What to do
Find the lines below that include the word "riot" and state how many there are, adding nothing.

Records from a collection
··········

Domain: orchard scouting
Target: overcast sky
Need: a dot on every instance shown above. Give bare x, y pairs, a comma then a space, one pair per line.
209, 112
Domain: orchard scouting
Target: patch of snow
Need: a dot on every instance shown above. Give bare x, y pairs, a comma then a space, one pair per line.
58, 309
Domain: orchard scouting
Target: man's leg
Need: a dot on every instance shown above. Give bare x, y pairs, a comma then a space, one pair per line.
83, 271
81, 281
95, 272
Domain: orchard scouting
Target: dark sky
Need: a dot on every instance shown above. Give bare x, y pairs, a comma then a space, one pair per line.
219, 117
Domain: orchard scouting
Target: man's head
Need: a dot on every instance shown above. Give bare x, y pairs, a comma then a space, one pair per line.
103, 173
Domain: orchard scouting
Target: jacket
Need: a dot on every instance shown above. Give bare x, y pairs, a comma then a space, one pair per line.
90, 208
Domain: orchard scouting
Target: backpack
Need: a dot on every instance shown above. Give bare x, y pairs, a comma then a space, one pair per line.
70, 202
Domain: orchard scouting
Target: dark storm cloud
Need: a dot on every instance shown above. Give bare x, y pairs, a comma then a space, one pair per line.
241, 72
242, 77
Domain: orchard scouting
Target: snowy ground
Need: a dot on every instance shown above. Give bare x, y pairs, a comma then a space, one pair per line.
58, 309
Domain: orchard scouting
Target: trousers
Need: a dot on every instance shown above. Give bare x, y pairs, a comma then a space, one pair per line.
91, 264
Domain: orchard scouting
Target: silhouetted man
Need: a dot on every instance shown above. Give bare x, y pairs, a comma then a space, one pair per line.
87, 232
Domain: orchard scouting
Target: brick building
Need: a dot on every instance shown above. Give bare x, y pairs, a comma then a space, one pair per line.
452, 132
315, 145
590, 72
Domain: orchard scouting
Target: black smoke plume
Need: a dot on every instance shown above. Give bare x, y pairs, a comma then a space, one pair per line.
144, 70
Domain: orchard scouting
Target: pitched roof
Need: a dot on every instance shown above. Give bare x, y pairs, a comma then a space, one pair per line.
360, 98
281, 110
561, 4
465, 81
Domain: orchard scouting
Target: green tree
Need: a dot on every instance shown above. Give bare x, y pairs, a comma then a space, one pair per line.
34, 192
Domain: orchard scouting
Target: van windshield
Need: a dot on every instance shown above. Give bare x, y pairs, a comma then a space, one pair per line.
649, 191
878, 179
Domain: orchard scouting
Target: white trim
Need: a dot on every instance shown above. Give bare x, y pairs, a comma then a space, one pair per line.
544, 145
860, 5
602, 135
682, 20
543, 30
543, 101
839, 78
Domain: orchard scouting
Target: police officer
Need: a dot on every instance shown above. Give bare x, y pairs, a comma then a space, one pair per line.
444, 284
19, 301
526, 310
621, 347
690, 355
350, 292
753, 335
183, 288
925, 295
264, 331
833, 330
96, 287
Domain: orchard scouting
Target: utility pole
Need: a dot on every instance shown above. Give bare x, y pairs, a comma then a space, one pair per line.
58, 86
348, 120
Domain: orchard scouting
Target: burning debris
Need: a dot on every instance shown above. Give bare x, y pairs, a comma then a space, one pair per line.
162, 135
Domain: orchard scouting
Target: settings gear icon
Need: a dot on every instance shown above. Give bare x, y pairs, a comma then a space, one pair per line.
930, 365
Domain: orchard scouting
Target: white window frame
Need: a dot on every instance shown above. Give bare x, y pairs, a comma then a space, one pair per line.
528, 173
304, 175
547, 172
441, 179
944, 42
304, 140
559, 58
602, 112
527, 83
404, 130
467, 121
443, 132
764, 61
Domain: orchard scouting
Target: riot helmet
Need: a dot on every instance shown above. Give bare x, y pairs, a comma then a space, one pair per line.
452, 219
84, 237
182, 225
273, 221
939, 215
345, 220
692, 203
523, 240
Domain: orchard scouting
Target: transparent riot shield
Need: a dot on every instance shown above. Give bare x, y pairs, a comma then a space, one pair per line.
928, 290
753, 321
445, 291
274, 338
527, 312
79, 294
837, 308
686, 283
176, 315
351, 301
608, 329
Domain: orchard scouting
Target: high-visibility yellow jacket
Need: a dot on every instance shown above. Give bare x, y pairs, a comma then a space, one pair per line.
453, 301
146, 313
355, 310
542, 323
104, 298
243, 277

··········

Exercise response
2